__WHAT IS EXPECTED__:
Exact reproduction of the listing is required. Pictures are not reproduced.

* * * * *

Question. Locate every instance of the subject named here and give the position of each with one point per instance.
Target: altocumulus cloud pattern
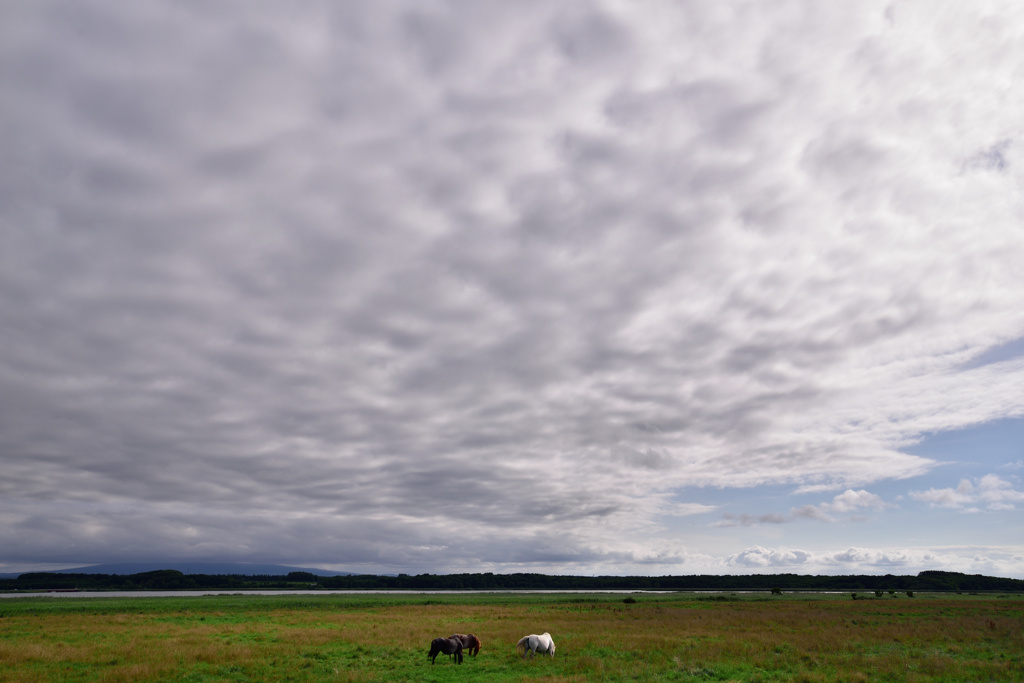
(574, 287)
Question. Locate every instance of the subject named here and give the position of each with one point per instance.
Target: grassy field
(678, 637)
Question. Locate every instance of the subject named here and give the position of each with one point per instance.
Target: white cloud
(846, 503)
(995, 493)
(368, 268)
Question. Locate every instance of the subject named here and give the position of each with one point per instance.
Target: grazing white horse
(534, 643)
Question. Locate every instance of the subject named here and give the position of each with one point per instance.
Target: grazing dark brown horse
(470, 643)
(445, 646)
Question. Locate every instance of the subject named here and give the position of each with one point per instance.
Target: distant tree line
(172, 580)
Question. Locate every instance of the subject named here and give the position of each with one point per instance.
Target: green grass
(675, 637)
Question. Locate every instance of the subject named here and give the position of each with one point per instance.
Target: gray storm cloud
(466, 285)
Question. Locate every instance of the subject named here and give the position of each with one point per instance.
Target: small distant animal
(534, 643)
(470, 643)
(445, 646)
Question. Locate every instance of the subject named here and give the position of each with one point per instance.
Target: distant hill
(211, 568)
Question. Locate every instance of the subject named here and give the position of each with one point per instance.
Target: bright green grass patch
(600, 637)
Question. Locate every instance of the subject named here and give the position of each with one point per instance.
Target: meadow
(599, 637)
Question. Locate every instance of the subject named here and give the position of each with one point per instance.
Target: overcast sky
(633, 288)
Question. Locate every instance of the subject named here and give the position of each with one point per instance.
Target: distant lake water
(196, 594)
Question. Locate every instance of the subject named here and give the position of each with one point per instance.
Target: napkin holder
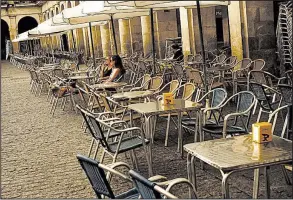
(168, 99)
(262, 132)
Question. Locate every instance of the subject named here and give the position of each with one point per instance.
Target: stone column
(125, 36)
(86, 41)
(98, 42)
(186, 19)
(235, 29)
(80, 38)
(105, 36)
(146, 34)
(13, 33)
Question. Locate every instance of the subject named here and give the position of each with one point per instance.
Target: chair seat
(217, 84)
(189, 121)
(127, 144)
(172, 114)
(134, 116)
(218, 129)
(130, 194)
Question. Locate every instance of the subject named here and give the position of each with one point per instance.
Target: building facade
(247, 26)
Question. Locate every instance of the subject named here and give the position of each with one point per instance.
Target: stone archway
(25, 24)
(4, 37)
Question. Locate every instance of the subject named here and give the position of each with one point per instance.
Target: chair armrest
(226, 121)
(157, 177)
(205, 110)
(111, 170)
(177, 181)
(119, 164)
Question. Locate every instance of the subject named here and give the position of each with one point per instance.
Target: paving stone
(38, 152)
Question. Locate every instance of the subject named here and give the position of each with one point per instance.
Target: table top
(153, 108)
(132, 95)
(108, 85)
(220, 68)
(80, 77)
(240, 152)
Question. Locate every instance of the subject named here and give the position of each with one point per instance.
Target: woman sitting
(117, 69)
(106, 69)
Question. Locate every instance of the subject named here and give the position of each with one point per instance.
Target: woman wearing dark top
(178, 55)
(117, 69)
(107, 69)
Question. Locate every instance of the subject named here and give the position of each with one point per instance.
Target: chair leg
(259, 115)
(91, 147)
(97, 149)
(102, 156)
(55, 106)
(287, 179)
(53, 102)
(255, 106)
(167, 130)
(134, 159)
(267, 182)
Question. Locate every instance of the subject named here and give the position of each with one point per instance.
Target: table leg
(255, 183)
(148, 136)
(267, 182)
(225, 185)
(180, 142)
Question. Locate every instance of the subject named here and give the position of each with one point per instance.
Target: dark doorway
(4, 37)
(65, 42)
(25, 24)
(178, 22)
(219, 27)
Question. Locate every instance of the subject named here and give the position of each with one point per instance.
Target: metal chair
(187, 94)
(266, 97)
(150, 190)
(98, 180)
(125, 140)
(213, 99)
(258, 64)
(220, 126)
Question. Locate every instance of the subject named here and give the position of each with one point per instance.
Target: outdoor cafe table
(238, 153)
(131, 95)
(108, 85)
(147, 110)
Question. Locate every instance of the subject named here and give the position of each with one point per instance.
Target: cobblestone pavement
(38, 152)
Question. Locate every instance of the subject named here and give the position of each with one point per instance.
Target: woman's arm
(113, 75)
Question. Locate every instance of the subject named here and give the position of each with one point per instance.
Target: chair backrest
(197, 58)
(178, 69)
(93, 125)
(231, 60)
(276, 113)
(221, 58)
(96, 176)
(34, 75)
(243, 64)
(59, 73)
(219, 95)
(190, 58)
(105, 101)
(189, 89)
(156, 83)
(174, 84)
(144, 187)
(258, 64)
(258, 77)
(146, 81)
(195, 77)
(245, 102)
(259, 90)
(286, 93)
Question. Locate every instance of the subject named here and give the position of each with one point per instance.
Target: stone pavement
(38, 152)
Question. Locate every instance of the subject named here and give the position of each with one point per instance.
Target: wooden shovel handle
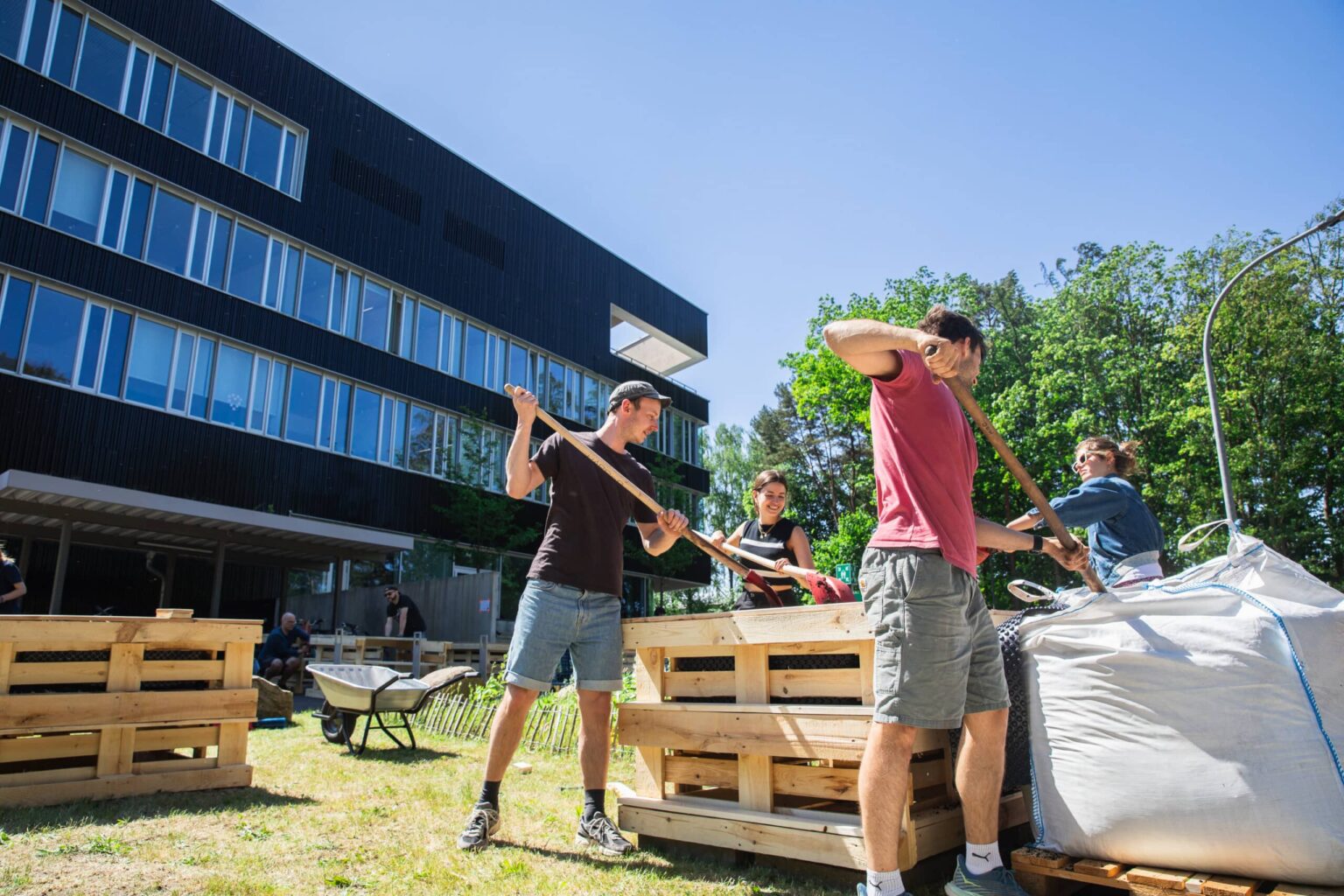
(691, 535)
(1020, 473)
(799, 572)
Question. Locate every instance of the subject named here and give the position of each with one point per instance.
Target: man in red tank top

* * * * *

__WRITTEN RESPONSE__:
Question. Locate every instance of the subject named here and give the position of each with one point per instance.
Target: altocumulus cloud pattern
(574, 287)
Question. Locate every instance of the subject named here and give the position of each with one point per instance.
Target: grassy field
(678, 637)
Question. Locate every instance of the subject named here and give the position of each with one point per instance.
Target: white cloud
(846, 503)
(995, 493)
(368, 268)
Question. Locate every instance of the subject named here and give the position of each with one point per instance.
Target: grazing white horse
(534, 643)
Question. Locate every instance of the subject named here and give the position of each with one point per instance.
Target: grazing dark brown horse
(470, 643)
(445, 646)
Question. Locate every instance of the subject named here and give the position of each with one point per instance.
Target: distant tree line
(172, 580)
Question. Locate every instance of the subject named here and give the position of each with one point per instance.
Target: green grass
(675, 637)
Question. Locate every instance of the subject named here and give the position of each with one point per instance.
Target: gray storm cloud
(466, 285)
Question. Locate every instance of the subject named here and give the position of each with one point per instance.
Target: small distant animal
(534, 643)
(470, 643)
(445, 646)
Question. Locate every instance of the subject named here and give the position of each with one point per instance.
Target: distant hill
(211, 568)
Question. Locate every instance of the subject named here and give the position of each with one point per instance.
Target: bright green grass patch
(600, 637)
Question. Locate every instance of the subject named here and give the position of each with one point per instance.
Target: meadow
(599, 637)
Question. Locate every instance of the subject named here and give the position of each with one point per instance.
Target: overcast sky
(633, 288)
Question. Locate every instance of the subject named here and give the position of each with one point per instance.
Target: distant lake water
(196, 594)
Question. Locate every instance of the subject named here and give the position of each with one point per instance.
Target: napkin holder
(168, 99)
(262, 132)
Question. Locate every instance of the subject named here and give the position of each with one point per instance.
Target: stone column
(125, 36)
(86, 41)
(98, 42)
(186, 19)
(235, 29)
(80, 38)
(105, 36)
(146, 34)
(13, 33)
Question. Locate every instance of the subject named here and give the position of each with one point per instance.
Target: chair seat
(217, 84)
(189, 121)
(127, 144)
(172, 114)
(134, 116)
(218, 129)
(130, 194)
Question. Locate every instance of the subject named here and give the position of each with one point per instance.
Target: building facade
(247, 26)
Question. Locate every instance of the subject named here and give the position of each with one point per instance.
Target: stone archway
(25, 24)
(4, 37)
Question. Locate every instance of the subject named here and give the position of each with one point per instance.
Target: chair armrest
(226, 121)
(157, 177)
(205, 110)
(111, 170)
(177, 181)
(119, 164)
Question. Locate every instance of the subject named here and give the position of each with one point per instance.
Target: paving stone
(38, 152)
Question. Locate every instance of the subject named here and give the position of each with one point per instance.
Target: table top
(153, 108)
(132, 95)
(108, 85)
(220, 68)
(80, 77)
(240, 152)
Question. Locate every instance of the subject named here and give the position of each with one point per instance.
Target: woman sitting
(117, 69)
(106, 69)
Question. Locate every instance of the subject named here and give the position of each with one point per instance.
Target: woman wearing dark top
(178, 55)
(117, 69)
(107, 69)
Question. Locate every instance of the subject named here and give the position of each with one point per instance.
Target: chair leg
(259, 115)
(91, 147)
(97, 149)
(102, 156)
(55, 106)
(287, 179)
(53, 102)
(255, 106)
(167, 130)
(134, 159)
(267, 182)
Question. Locate every instance of the subject named here and give the position of each with one point per instance.
Target: table leg
(255, 183)
(148, 136)
(267, 182)
(225, 185)
(180, 142)
Question. Locate every instance of the subject named here and give the position of each with one point per instance.
Target: dark doorway
(4, 37)
(65, 42)
(25, 24)
(178, 22)
(219, 27)
Question. Locate every instance of the subject named here and give the position of each with one point per instance.
Target: metal chair
(187, 94)
(266, 97)
(150, 190)
(98, 180)
(125, 140)
(213, 99)
(258, 64)
(220, 126)
Question. Locate every instance of the subject named here and give the position of each with one point per instance.
Target: outdoor cafe table
(238, 153)
(131, 95)
(108, 85)
(147, 110)
Question. Locate every instance of the subject named here and give the position of each with one point per instance.
Target: cobblestone pavement
(38, 152)
Question. Locate every instance of the subject named here and give the position of each with one point per instance.
Target: woman's arm
(113, 75)
Question. Locate every instance of the subject named here and give the position of each with one point per instance.
Target: chair backrest
(197, 58)
(178, 69)
(93, 125)
(231, 60)
(276, 113)
(221, 58)
(96, 176)
(34, 75)
(243, 64)
(59, 73)
(219, 95)
(190, 58)
(105, 101)
(189, 89)
(156, 83)
(174, 84)
(144, 187)
(258, 64)
(258, 77)
(146, 81)
(195, 77)
(245, 102)
(259, 90)
(286, 93)
Question. Locate every instance of the subject named here and give the position of each with one point per instance.
Target: stone pavement
(38, 152)
Question. Locate every instance of the subject named here and give the position of each with one point per instance.
Target: wooden shovel handle
(691, 535)
(1020, 473)
(799, 572)
Question. Locate every instance of the subject named here and give the position of each with one point per instance.
Target: man in red tank top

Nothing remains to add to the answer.